§ **Objetivo 1**
Responda com base no texto sobre as eleições na Venezuela:
(a) Quem não respondeu a vários pedidos de comentário?
(b) Segundo os especialistas, qual é a tática mais comum?
(c) Que forma de identificação, aceita no passado, passou a ser rejeitada no ciclo eleitoral atual?
§ **Objetivo 2**
Transcreva um trecho do texto sobre as eleições na Venezuela: comece nas palavras "A autoridade eleitoral" e pare depois de "aceitos no passado.".

§ **Texto de origem**
════════

A autoridade eleitoral da Venezuela e sua embaixada na Espanha não responderam a vários pedidos de comentário.
‘Fraude eleitoral’
Maduro acusou a oposição e planejar cometer “fraude eleitoral” e organizar um golpe de Estado. Segundo especialistas, em alguns casos, a ditadura venezuelana está aplicando rigorosamente as regras existentes para tornar mais difícil o registro. A tática mais comum, disseram, é o uso de uma lei que exige que cidadãos no exterior possuam “residência” ou “permanência legal” no país onde vivem para poderem votar. No ciclo eleitoral atual, a regra tem sido usada para rejeitar muitas formas de identificação — incluindo vistos, que eram aceitos no passado.

════════

§ **Registros**
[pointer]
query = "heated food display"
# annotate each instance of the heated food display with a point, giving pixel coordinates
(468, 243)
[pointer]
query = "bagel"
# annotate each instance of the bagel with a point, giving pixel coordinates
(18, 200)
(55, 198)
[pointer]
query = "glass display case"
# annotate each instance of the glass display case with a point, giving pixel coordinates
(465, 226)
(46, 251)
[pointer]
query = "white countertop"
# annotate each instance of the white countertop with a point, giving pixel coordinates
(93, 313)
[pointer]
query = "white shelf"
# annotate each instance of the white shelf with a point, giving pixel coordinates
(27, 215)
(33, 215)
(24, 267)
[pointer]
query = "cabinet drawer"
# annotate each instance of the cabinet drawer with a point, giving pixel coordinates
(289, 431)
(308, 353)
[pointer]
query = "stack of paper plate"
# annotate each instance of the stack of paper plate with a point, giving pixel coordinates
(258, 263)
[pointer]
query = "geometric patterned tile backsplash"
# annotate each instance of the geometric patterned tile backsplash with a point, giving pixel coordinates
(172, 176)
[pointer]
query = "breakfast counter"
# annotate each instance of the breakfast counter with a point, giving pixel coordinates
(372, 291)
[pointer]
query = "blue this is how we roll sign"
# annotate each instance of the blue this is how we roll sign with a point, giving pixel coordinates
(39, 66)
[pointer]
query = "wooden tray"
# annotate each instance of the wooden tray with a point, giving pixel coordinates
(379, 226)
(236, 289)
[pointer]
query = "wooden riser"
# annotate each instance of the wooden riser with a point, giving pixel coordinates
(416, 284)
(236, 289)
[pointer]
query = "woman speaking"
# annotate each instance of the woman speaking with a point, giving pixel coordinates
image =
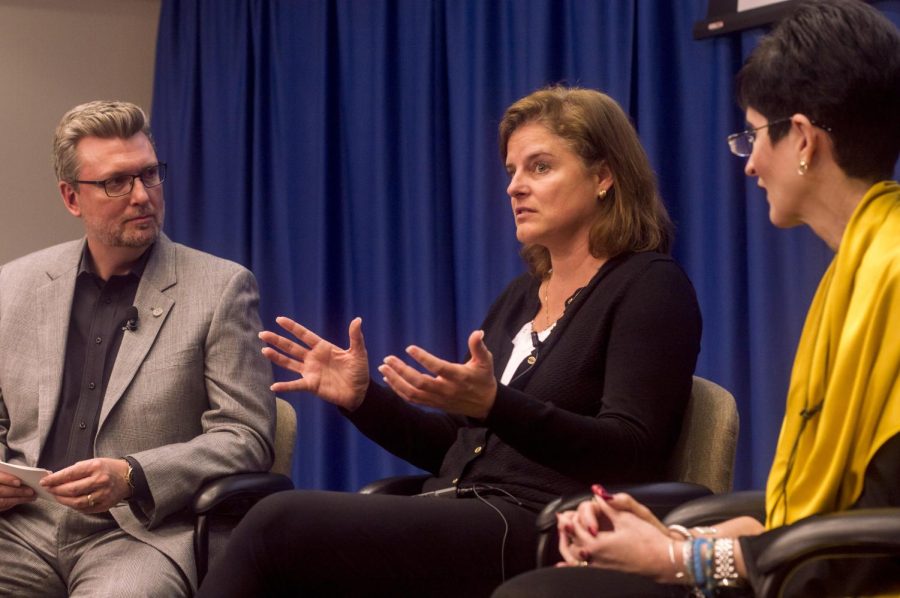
(822, 101)
(581, 371)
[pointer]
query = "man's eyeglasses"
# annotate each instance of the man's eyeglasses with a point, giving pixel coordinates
(741, 144)
(122, 184)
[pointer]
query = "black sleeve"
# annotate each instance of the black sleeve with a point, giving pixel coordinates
(845, 577)
(648, 361)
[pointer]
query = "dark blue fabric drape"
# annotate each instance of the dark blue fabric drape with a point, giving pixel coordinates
(345, 151)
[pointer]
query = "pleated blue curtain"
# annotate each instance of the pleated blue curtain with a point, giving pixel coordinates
(345, 151)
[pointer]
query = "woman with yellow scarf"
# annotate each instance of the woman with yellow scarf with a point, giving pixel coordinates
(822, 100)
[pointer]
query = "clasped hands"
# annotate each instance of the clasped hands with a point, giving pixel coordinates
(614, 532)
(341, 376)
(90, 486)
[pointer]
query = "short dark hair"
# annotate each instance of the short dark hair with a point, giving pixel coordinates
(838, 63)
(632, 216)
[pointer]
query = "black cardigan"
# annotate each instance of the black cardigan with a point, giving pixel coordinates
(603, 403)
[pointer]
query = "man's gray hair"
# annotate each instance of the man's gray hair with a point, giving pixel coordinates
(104, 119)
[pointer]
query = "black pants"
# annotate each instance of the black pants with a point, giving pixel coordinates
(585, 582)
(307, 543)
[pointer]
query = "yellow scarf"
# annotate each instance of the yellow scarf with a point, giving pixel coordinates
(847, 370)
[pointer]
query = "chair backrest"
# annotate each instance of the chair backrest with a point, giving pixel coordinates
(285, 437)
(707, 445)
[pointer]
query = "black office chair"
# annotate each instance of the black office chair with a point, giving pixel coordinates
(701, 463)
(863, 533)
(225, 500)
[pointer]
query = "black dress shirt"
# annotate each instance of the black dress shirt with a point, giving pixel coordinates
(96, 326)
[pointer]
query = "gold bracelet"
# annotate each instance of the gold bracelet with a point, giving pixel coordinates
(682, 531)
(679, 573)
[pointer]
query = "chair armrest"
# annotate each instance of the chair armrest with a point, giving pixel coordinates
(860, 533)
(405, 485)
(237, 492)
(714, 509)
(229, 496)
(659, 498)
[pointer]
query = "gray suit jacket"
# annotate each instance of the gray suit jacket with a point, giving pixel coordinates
(188, 396)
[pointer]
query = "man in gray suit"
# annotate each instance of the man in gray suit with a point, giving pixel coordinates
(129, 367)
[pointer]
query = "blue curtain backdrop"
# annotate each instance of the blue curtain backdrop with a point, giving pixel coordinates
(345, 151)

════════

§ **Resposta esperada 1**
(a) A autoridade eleitoral da Venezuela e sua embaixada na Espanha.
(b) O uso de uma lei que exige que cidadãos no exterior possuam "residência" ou "permanência legal" no país onde vivem para poderem votar.
(c) Os vistos.

§ **Resposta esperada 2**
A autoridade eleitoral da Venezuela e sua embaixada na Espanha não responderam a vários pedidos de comentário.
‘Fraude eleitoral’
Maduro acusou a oposição e planejar cometer “fraude eleitoral” e organizar um golpe de Estado. Segundo especialistas, em alguns casos, a ditadura venezuelana está aplicando rigorosamente as regras existentes para tornar mais difícil o registro. A tática mais comum, disseram, é o uso de uma lei que exige que cidadãos no exterior possuam “residência” ou “permanência legal” no país onde vivem para poderem votar. No ciclo eleitoral atual, a regra tem sido usada para rejeitar muitas formas de identificação — incluindo vistos, que eram aceitos no passado.